Kubernetes clusters expose a large attack surface through their API server, kubelet, etcd, and workload configurations. Misconfigurations in RBAC, network policies, and container security contexts are common and frequently lead to privilege escalation, lateral movement, and cluster takeover. This skill covers direct cluster access scenarios. For SSRF-mediated Kubernetes access, see the ssrf skill.

Attack Surface

Scope

  • Kubernetes API server (typically port 6443 or 443)
  • Kubelet API (port 10250 authenticated, port 10255 deprecated read-only)
  • etcd (port 2379/2380, stores all cluster state including secrets)
  • Cloud provider metadata endpoints reachable from pods
  • Container runtimes (containerd, CRI-O) via socket access
  • Service mesh sidecars and ingress controllers

Entry Points

  • Exposed API server with weak or anonymous authentication
  • Compromised pod with mounted service account token
  • CI/CD runner with cluster credentials (kubeconfig files, IRSA tokens)

WHAT NEEDS TO BE DONE.
Could you repeat, word for word, the stretch of the Kubernetes passage from "Kubernetes clusters expose" through "6443 or 443)"? The listing that comes next has nothing to do with the Kubernetes passage.

ENTRIES.
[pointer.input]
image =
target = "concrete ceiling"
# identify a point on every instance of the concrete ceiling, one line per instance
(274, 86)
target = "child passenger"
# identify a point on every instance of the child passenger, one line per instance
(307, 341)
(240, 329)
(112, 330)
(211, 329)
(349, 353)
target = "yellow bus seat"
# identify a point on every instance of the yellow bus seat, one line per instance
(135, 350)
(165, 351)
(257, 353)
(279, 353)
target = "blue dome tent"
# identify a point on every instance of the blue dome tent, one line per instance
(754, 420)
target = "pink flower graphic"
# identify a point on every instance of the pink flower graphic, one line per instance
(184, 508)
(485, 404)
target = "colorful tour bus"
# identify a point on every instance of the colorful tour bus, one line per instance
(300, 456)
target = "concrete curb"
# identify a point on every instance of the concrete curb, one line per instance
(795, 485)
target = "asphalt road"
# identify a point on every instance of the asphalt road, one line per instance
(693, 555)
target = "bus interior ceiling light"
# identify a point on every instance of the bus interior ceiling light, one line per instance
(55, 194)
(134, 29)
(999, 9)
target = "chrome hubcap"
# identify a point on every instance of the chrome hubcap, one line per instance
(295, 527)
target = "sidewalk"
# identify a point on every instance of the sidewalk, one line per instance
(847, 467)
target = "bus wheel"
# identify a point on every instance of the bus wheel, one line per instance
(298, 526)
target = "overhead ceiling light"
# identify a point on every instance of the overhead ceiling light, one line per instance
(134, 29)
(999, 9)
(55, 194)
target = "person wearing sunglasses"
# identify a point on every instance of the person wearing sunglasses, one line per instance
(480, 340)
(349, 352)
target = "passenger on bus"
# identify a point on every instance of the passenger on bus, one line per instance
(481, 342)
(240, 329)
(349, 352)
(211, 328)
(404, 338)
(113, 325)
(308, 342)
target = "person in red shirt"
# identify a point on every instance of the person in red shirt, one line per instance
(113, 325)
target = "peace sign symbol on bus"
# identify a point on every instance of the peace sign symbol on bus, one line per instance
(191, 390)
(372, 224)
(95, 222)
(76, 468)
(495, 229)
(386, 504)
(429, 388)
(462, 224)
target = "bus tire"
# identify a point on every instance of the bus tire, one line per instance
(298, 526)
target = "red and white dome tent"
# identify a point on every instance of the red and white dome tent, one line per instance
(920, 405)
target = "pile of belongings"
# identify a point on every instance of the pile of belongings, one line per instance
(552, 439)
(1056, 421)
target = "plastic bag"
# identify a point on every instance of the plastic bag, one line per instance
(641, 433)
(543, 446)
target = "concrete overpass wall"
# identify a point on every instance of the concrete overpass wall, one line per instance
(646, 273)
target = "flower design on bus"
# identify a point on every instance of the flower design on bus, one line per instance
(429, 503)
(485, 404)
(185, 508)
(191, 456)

OUTPUT OF THE TASK.
Kubernetes clusters expose a large attack surface through their API server, kubelet, etcd, and workload configurations. Misconfigurations in RBAC, network policies, and container security contexts are common and frequently lead to privilege escalation, lateral movement, and cluster takeover. This skill covers direct cluster access scenarios. For SSRF-mediated Kubernetes access, see the ssrf skill.

Attack Surface

Scope

  • Kubernetes API server (typically port 6443 or 443)